SOURCE PASSAGE:
A PERSON WITH ALL THREE DISORDERS!
by Ginnykins
(Key West, FL, USA)
(stock.xchng:vierdrie)
Until I was about ten years old, in 1948, my eating habits were "normal". I disliked vegetables, though, so to make me eat them, my mother hid a piece of candy under my dinner plate. If I finished everything on the plate, I would get to retrieve the candy. Whether that reward system caused what happened next (and was the cause of the eating disorders), I have no idea.
I only know that I soon found myself going into the refrigerator after dinner and taking out oranges one at a time until I had eaten the entire dozen in the fruit bin. I was an only child, growing up in a household with my two parents and two maternal grandparents, both of whom were quite elderly and spoke little English. No one said a word to me about the oranges. Either they didn't notice or they thought a child eating a dozen oranges was normal!
After World War II, housing was difficult for returning servicemen to find. We took in my mother's brother, his wife and little daughter and my mother's sister, her husband and their little son. Dinner was a big affair, with the women cooking and the children playing. I, on the other hand, found myself binge eating, going into and out of the cold pantry, each time peeling and eating the fat off the pork chops that had been put there until dinner was ready. Again, no one reprimanded me when they found out, but they did get a big laugh out of it.

ACTIVITY: In the eating disorders account, take the part that opens with the words "I only know" and closes with "oranges was normal!", and write it out again with "oranges" replaced by "apples".

INFORMATION SUPPLIED:
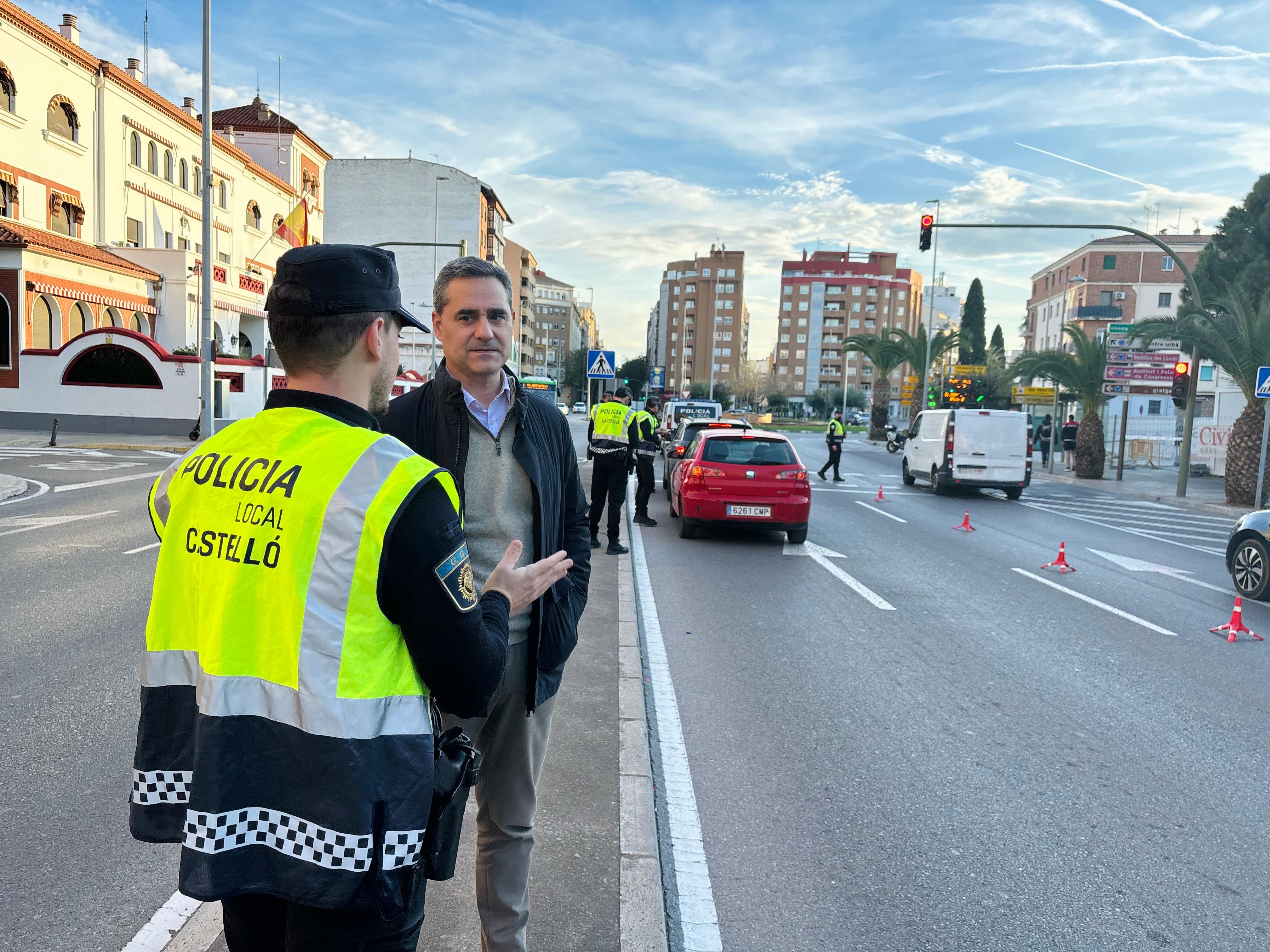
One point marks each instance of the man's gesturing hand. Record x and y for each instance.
(523, 587)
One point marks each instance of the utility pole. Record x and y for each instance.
(209, 339)
(1189, 423)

ANSWER:
I only know that I soon found myself going into the refrigerator after dinner and taking out apples one at a time until I had eaten the entire dozen in the fruit bin. I was an only child, growing up in a household with my two parents and two maternal grandparents, both of whom were quite elderly and spoke little English. No one said a word to me about the apples. Either they didn't notice or they thought a child eating a dozen apples was normal!